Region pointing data

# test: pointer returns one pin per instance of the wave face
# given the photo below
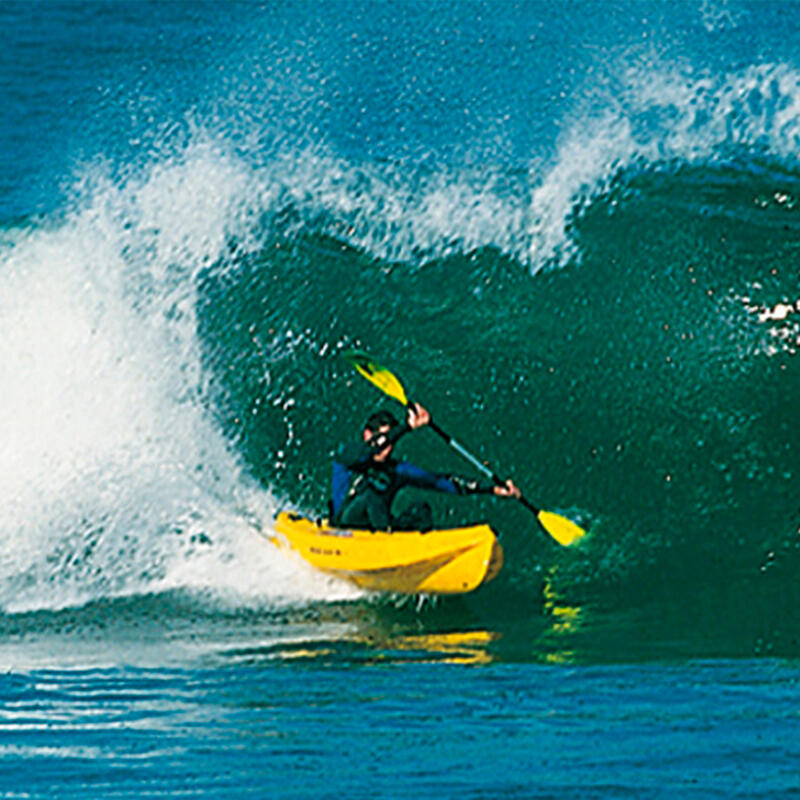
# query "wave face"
(573, 236)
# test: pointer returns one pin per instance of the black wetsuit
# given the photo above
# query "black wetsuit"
(363, 489)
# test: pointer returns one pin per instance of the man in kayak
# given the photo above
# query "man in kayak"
(366, 478)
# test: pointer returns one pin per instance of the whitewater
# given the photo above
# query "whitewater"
(570, 230)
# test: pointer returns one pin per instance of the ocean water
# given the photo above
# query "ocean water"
(572, 228)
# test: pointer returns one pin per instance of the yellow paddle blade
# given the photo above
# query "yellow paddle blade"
(564, 531)
(376, 374)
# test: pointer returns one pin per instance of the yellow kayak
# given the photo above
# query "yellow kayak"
(450, 561)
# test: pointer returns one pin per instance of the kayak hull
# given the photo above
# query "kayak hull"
(449, 561)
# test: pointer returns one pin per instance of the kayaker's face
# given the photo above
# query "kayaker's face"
(380, 455)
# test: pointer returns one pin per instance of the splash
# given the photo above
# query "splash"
(115, 477)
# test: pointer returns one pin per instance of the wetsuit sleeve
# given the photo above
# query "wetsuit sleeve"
(353, 455)
(412, 475)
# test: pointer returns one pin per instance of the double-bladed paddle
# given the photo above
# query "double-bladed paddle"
(564, 531)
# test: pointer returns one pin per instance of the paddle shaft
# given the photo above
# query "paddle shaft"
(462, 451)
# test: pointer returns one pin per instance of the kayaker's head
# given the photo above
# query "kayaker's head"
(376, 429)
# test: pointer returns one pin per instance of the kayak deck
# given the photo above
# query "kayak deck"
(449, 561)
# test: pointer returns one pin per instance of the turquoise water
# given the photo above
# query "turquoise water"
(570, 229)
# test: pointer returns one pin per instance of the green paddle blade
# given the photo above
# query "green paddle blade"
(376, 374)
(564, 531)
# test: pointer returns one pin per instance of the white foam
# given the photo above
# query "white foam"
(115, 479)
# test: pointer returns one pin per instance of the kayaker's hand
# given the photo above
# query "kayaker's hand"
(508, 490)
(417, 416)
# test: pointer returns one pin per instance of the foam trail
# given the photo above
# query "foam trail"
(115, 478)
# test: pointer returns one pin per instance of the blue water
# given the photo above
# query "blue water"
(571, 228)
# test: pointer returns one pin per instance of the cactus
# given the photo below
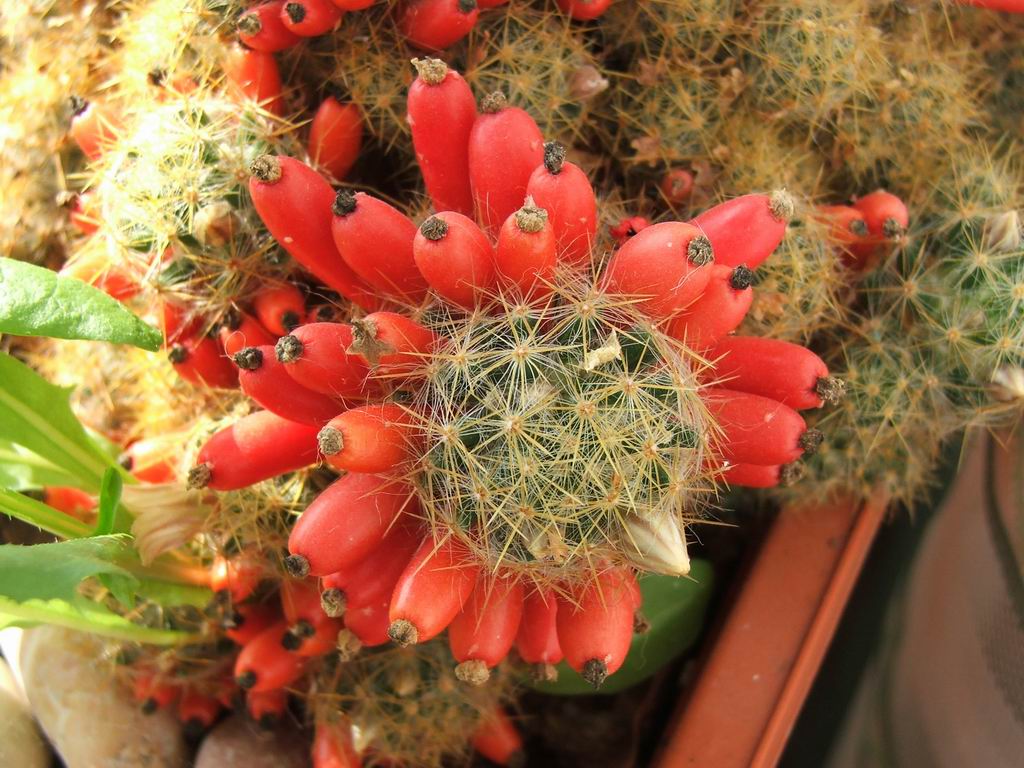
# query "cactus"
(935, 349)
(562, 435)
(805, 59)
(539, 57)
(41, 61)
(404, 705)
(553, 429)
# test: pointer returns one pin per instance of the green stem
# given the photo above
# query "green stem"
(177, 570)
(123, 630)
(42, 516)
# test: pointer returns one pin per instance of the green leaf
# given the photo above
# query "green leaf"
(110, 498)
(675, 607)
(41, 515)
(53, 571)
(20, 469)
(36, 301)
(37, 415)
(40, 585)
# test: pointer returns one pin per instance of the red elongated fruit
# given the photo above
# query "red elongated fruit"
(198, 711)
(256, 76)
(263, 664)
(431, 591)
(595, 626)
(563, 190)
(94, 126)
(280, 308)
(310, 639)
(584, 10)
(497, 739)
(669, 263)
(526, 251)
(153, 692)
(238, 577)
(265, 380)
(628, 227)
(333, 747)
(505, 147)
(200, 360)
(885, 214)
(336, 137)
(391, 343)
(456, 258)
(261, 28)
(434, 25)
(71, 501)
(718, 311)
(294, 203)
(369, 624)
(759, 430)
(266, 707)
(249, 620)
(538, 637)
(848, 230)
(780, 370)
(372, 580)
(256, 448)
(482, 633)
(758, 476)
(747, 229)
(300, 601)
(676, 186)
(847, 224)
(315, 355)
(344, 523)
(240, 331)
(310, 17)
(376, 241)
(440, 113)
(370, 438)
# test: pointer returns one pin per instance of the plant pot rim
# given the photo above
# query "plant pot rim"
(753, 682)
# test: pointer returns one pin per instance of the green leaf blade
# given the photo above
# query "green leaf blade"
(36, 301)
(53, 571)
(675, 608)
(41, 515)
(37, 416)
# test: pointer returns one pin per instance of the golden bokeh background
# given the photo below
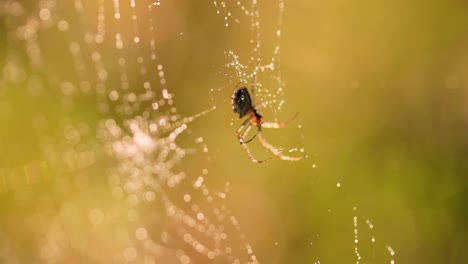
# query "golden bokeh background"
(381, 89)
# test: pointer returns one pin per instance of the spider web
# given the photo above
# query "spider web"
(98, 165)
(101, 57)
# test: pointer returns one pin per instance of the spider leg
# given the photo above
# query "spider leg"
(275, 151)
(247, 129)
(244, 144)
(278, 124)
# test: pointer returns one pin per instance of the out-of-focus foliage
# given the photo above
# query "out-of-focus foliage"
(381, 88)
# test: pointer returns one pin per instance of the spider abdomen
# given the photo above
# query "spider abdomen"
(241, 102)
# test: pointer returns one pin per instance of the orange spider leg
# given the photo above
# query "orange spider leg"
(244, 144)
(278, 124)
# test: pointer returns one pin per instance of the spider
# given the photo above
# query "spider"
(243, 105)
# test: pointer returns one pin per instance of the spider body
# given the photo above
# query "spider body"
(243, 104)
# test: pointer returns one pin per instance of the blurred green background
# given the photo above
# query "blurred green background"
(381, 89)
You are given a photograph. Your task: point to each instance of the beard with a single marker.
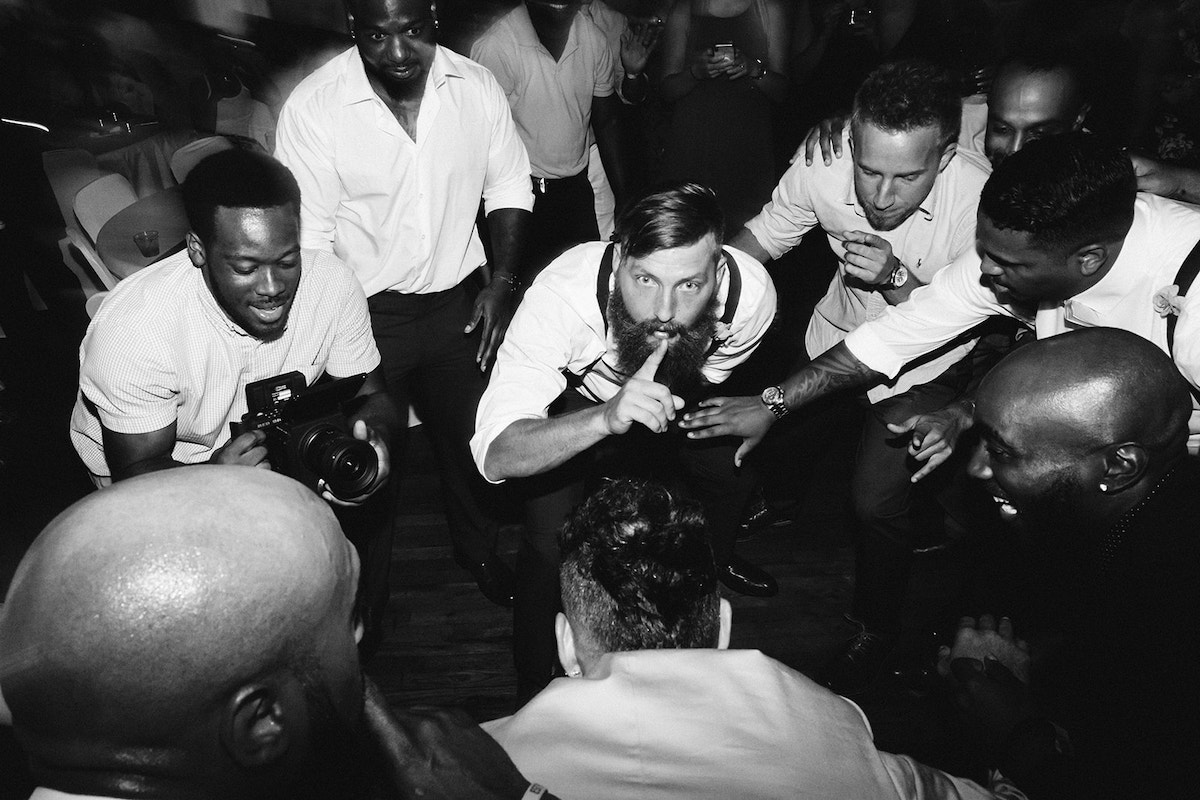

> _PROBLEM TO SOLVE_: Reproduce each record above by retyping it exactly; omit all images.

> _ANSWER SECTION_:
# test: pointer returns one pin per instance of the wave face
# given the photo below
# query "wave face"
(573, 236)
# test: pointer returns one pin per instance of the black wetsuit
# given the photo above
# query "black wetsuit"
(363, 489)
# test: pointer returns one pin per instance of the man in kayak
# given the photo above
# query "man in kayak"
(366, 478)
# test: pointer returns one pin per instance of the whitewater
# given the photo above
# query "whitewater"
(570, 230)
# test: pointer returns one pin per instance of the ocean water
# given the photo above
# query "ocean water"
(572, 228)
# test: pointer returns one pin per instance of the yellow paddle blade
# given the photo above
# query "yellow paddle blade"
(564, 531)
(376, 374)
# test: pointer returns one pin per instance of the yellow kayak
# given the photo above
# query "yellow kayak"
(450, 561)
# test: pointer returns one pin per instance of the kayak hull
# given the photo above
# query "kayak hull"
(449, 561)
# test: pointer returns one pin per instance of the kayaker's face
# given the photo above
# query "kayaker's face"
(380, 455)
# test: pointer returns one pin per instance of the splash
# given the photo above
# query "splash"
(115, 477)
# test: pointer returns one pin per instance of the wetsuit sleeve
# given the photo above
# query "wetsuit sleeve"
(353, 455)
(412, 475)
# test: pointer returns one pin per instance of the double-bladed paddle
# given the photo above
# query "double-bladed paddle"
(564, 531)
# test: pointer returns one pin per instance of the paddle shaft
# given the photo above
# query "paddle shaft"
(462, 451)
# test: pointer returns one pin per instance of the kayaker's head
# given the photo above
# query "kayaker's head"
(376, 429)
# test: pointer returns one pin per instance of the kayak deck
# given the photo above
# query "kayak deck"
(449, 561)
# test: pointer returns one pin per instance of the turquoise water
# given the photo above
# query "turquoise water"
(570, 229)
# test: pointer returns one pin per instance of the green paddle blade
# given the photo above
# query "green paddle blade"
(376, 374)
(564, 531)
# test: pointer returns one pin per instance of the white foam
# given the photo above
# query "white foam"
(115, 479)
# test: pointer returns one pin per instance of the kayaker's hand
# given the photo above
# query "kayaker's hand"
(508, 490)
(417, 416)
# test: pointer returns one pin per instance of the foam trail
# given the photo above
# query "foam trail"
(115, 478)
# test: pointer returns one pin per instance of the blue water
# given the photo above
# query "blue water"
(571, 228)
# test: pointer returns one pin per instance of the cactus
# given the photo below
# query "cactus"
(935, 349)
(562, 435)
(805, 59)
(539, 57)
(41, 61)
(404, 705)
(553, 429)
# test: pointer returns one pin per instance of the green stem
# given the photo above
# query "green stem"
(177, 570)
(123, 630)
(42, 516)
# test: pointer returns one pin per instance of the green leaf
# given the photo above
# query "green leaf"
(110, 498)
(675, 607)
(41, 515)
(53, 571)
(20, 469)
(36, 301)
(37, 415)
(40, 585)
# test: pointer returns one pin per instance of the red elongated fruit
# given the photo above
# query "red elongated fruit"
(198, 711)
(256, 76)
(263, 664)
(431, 591)
(595, 626)
(563, 190)
(94, 126)
(280, 308)
(310, 639)
(584, 10)
(497, 739)
(669, 263)
(526, 251)
(153, 692)
(238, 577)
(265, 380)
(628, 227)
(333, 747)
(505, 147)
(200, 360)
(885, 214)
(336, 137)
(391, 343)
(456, 258)
(261, 28)
(434, 25)
(71, 501)
(718, 311)
(294, 203)
(369, 624)
(759, 430)
(266, 707)
(249, 620)
(538, 637)
(848, 230)
(780, 370)
(372, 580)
(256, 448)
(482, 633)
(758, 476)
(747, 229)
(300, 601)
(676, 186)
(847, 224)
(315, 355)
(344, 523)
(240, 331)
(310, 17)
(376, 241)
(440, 113)
(370, 438)
# test: pointer returns one pin per instance of the plant pot rim
# given the photo above
# query "plant pot rim"
(753, 682)
# test: pointer returns one pin per instance of the green leaf blade
# given the photo above
# query "green leaf blade"
(36, 301)
(53, 571)
(675, 608)
(41, 515)
(37, 416)
# test: pointer returns one pin per instance of the golden bokeh background
# given the photo below
# query "golden bokeh background"
(381, 89)
# test: pointer returns one pin per instance of the spider web
# given the photo above
# query "spider web"
(98, 165)
(101, 57)
# test: pointer returns one pin per instance of the spider leg
# given the photo above
# query "spider leg"
(275, 151)
(247, 129)
(244, 144)
(278, 124)
# test: pointer returns one pin per instance of the out-of-focus foliage
# given the photo above
# query "out-of-focus foliage"
(381, 88)
# test: pointer returns one pin per instance of the spider abdomen
# given the photo above
# query "spider abdomen"
(241, 102)
# test: pointer returns one pin per instance of the orange spider leg
# given the photo above
# query "orange spider leg"
(244, 144)
(278, 124)
# test: pointer returns one pin per instance of the spider
# given the photo above
# query "spider"
(243, 105)
# test: pointer returns one pin per instance of the spider body
# given the photo above
# query "spider body"
(243, 104)
# test: pointer returns one pin per instance of the blurred green background
# given the photo above
# query "blurred green background"
(381, 89)
You are given a photograph. Your task: point to each instance of the beard with a single marker.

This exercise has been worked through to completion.